## Exercise
Translate this sentence from the article on qui tam false claims below into Spanish: "Since its inception in 1863, the federal False Claims Act (the 'Act') has included provisions whereby citizens can assist in the detection and enforcement of frauds against the government."

## Extract
━━━

KABOOM! The Explosion of Qui Tam False Claims Under the Health Reform Law
Since its inception in 1863, the federal False Claims Act (the “Act”) has included provisions whereby citizens can assist in the detection and enforcement of frauds against the government. To increase fraud recoveries, the Act authorizes private citizens (“relators”) to sue on behalf of the government (“qui tam” lawsuits) when they detect a fraud that is not already the subject of a federal enforcement action.
Periodically, Congress has adjusted the Act’s qui tam provisions in order to balance its dual goals of creating, on the one hand, sufficient incentives for private parties to detect and pursue frauds, but to discourage, on the other hand, qui tam actions where the federal government already has the ability to discover and prosecute the fraud on its own. Over the years, Congress aimed to attain the “golden mean”—an equitable balance between encouraging private fraud detection that increases federal fraud recoveries but discouraging “parasitic” qui tam actions where the relator merely asserts fraud claims that have already been made public.

━━━

## Provided material
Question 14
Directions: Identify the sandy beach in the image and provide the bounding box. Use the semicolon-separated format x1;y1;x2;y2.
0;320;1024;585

━━━

## Answer for this exercise
Desde su creación en 1863, la Ley federal de Reclamaciones Falsas (la "Ley") ha incluido disposiciones mediante las cuales los ciudadanos pueden colaborar en la detección y la persecución de los fraudes contra el gobierno.